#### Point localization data
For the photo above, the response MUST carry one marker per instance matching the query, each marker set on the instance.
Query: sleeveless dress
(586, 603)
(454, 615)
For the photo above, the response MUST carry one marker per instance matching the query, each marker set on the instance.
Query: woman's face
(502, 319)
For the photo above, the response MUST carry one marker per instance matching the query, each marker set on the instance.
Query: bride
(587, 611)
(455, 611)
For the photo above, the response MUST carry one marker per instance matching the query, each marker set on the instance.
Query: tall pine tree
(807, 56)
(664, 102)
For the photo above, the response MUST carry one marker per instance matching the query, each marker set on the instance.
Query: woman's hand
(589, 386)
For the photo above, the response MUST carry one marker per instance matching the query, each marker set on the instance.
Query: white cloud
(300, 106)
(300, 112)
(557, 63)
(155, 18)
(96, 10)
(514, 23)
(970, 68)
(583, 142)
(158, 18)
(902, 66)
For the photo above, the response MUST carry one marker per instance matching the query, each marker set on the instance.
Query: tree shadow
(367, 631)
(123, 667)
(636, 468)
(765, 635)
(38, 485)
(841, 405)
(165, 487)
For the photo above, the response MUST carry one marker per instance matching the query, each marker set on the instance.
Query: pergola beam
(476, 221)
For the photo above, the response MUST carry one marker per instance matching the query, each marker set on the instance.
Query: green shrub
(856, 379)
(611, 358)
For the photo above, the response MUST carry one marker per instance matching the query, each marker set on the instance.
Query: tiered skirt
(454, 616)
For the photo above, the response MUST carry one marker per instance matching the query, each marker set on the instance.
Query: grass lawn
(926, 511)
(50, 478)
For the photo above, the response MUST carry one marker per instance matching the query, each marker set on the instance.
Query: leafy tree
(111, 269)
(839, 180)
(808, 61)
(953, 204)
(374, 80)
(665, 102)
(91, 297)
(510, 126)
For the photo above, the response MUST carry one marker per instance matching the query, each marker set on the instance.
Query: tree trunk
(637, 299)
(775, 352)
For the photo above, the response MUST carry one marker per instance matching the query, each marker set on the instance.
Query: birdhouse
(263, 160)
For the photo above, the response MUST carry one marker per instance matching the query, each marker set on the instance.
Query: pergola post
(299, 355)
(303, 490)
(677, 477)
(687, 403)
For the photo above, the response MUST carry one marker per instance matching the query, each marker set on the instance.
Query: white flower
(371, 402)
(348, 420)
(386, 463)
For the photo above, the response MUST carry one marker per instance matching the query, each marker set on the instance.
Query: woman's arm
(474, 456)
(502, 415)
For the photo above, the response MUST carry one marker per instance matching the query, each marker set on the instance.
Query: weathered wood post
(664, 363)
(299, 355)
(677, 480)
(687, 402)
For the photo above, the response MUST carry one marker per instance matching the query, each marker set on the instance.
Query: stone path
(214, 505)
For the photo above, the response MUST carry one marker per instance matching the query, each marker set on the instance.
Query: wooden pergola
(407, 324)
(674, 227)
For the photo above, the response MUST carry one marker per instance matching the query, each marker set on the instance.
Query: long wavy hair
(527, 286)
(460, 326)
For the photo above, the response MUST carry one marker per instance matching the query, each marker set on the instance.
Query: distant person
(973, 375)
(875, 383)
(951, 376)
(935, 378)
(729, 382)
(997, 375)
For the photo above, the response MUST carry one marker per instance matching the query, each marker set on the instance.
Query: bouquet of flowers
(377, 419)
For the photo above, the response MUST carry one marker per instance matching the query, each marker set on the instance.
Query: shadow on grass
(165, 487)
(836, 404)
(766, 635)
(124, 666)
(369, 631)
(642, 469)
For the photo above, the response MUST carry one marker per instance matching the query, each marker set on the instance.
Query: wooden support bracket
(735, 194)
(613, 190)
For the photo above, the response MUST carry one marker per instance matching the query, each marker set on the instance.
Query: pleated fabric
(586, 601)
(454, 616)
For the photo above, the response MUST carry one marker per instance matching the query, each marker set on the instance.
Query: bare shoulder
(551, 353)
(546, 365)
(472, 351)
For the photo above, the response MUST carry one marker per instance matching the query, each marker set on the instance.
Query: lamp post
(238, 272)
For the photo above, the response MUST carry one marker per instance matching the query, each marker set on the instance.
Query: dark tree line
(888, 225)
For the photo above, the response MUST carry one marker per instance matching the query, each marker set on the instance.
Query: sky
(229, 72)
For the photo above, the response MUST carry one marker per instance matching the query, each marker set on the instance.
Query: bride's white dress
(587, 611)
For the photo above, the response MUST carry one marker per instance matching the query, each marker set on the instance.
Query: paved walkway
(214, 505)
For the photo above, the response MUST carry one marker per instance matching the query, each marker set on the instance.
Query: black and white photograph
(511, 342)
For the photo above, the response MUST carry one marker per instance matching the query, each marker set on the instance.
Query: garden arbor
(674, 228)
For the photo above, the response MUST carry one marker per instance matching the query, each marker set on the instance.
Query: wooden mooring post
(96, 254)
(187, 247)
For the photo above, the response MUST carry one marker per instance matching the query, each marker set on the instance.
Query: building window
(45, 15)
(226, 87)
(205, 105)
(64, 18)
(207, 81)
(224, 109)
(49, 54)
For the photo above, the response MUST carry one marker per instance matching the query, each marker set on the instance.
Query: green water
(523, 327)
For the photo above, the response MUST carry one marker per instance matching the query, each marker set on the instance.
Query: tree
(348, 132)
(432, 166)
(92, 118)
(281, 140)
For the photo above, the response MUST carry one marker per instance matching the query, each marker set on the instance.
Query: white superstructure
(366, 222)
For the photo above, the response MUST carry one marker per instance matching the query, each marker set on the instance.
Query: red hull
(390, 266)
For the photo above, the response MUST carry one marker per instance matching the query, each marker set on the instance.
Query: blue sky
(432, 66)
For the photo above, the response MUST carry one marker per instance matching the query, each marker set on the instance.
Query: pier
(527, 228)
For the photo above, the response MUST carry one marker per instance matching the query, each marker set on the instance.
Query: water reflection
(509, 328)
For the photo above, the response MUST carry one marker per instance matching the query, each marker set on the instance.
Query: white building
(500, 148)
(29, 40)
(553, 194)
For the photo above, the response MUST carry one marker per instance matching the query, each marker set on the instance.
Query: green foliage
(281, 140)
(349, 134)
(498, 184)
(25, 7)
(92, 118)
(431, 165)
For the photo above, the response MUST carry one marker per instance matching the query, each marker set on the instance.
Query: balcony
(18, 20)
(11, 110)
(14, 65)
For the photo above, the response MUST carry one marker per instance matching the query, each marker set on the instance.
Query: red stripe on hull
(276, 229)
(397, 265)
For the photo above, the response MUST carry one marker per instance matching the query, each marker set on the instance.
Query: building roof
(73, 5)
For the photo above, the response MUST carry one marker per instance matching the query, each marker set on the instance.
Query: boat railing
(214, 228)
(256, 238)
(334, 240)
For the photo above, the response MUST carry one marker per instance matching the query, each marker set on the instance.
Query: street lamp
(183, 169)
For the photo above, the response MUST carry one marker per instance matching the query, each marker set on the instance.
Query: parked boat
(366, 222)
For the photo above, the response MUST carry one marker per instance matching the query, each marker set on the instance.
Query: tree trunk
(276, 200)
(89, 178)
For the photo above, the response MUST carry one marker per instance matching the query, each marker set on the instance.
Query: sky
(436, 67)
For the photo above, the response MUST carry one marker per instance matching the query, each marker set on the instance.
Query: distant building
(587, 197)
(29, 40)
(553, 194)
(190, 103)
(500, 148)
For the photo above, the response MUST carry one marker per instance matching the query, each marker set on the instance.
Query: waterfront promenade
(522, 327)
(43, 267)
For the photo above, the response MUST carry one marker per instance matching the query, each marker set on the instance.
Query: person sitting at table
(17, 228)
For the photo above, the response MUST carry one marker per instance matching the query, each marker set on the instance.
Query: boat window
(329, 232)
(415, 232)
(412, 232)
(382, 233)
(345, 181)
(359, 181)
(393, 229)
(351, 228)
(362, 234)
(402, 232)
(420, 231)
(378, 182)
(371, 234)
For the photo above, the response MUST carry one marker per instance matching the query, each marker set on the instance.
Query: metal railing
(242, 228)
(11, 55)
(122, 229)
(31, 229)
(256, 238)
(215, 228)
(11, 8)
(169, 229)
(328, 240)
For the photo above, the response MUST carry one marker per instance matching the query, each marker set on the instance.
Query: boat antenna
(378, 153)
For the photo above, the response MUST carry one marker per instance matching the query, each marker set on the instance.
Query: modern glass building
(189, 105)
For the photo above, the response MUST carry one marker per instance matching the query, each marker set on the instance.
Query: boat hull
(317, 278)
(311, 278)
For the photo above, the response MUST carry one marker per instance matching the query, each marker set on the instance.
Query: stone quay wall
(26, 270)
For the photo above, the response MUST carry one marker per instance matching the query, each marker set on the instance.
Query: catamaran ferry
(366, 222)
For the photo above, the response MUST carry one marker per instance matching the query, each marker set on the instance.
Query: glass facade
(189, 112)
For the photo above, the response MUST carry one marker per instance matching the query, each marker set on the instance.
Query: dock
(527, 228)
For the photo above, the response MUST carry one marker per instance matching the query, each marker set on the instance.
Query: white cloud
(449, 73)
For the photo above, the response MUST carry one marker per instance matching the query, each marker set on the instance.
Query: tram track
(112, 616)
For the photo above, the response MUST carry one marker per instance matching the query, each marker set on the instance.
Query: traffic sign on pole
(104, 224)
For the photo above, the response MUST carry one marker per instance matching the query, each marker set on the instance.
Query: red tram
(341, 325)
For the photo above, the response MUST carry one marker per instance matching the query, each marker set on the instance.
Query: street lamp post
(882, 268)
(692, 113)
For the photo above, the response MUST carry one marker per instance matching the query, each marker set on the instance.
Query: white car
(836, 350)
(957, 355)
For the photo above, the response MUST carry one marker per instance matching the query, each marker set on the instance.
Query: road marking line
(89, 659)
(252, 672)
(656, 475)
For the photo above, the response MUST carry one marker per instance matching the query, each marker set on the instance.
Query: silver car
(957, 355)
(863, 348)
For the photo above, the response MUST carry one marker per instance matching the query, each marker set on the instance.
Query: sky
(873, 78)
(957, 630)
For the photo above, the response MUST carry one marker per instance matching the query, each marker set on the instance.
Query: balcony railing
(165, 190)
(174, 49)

#### Aim of the exercise
The span to print begins at the line containing "Query: white car" and ends at the final line of the entries; print it exactly and print nothing else.

#### Reply to the task
Query: white car
(836, 350)
(957, 355)
For the photo above, the response MUST carry one marker per instance matching the query, each marker set on the instance.
Query: road marking line
(89, 659)
(252, 672)
(656, 475)
For the photo above, the response MUST carry one marker per instance matching the query, each marker set on the instance.
Query: silver car
(957, 355)
(863, 348)
For the photo above, the response MUST carry one marker per instance matching the query, each marker set on the instance.
Query: sky
(873, 78)
(957, 630)
For the photo above, the response MUST carry one marker per instance matching the query, each marker set on the instance.
Query: balcony railing
(165, 190)
(174, 49)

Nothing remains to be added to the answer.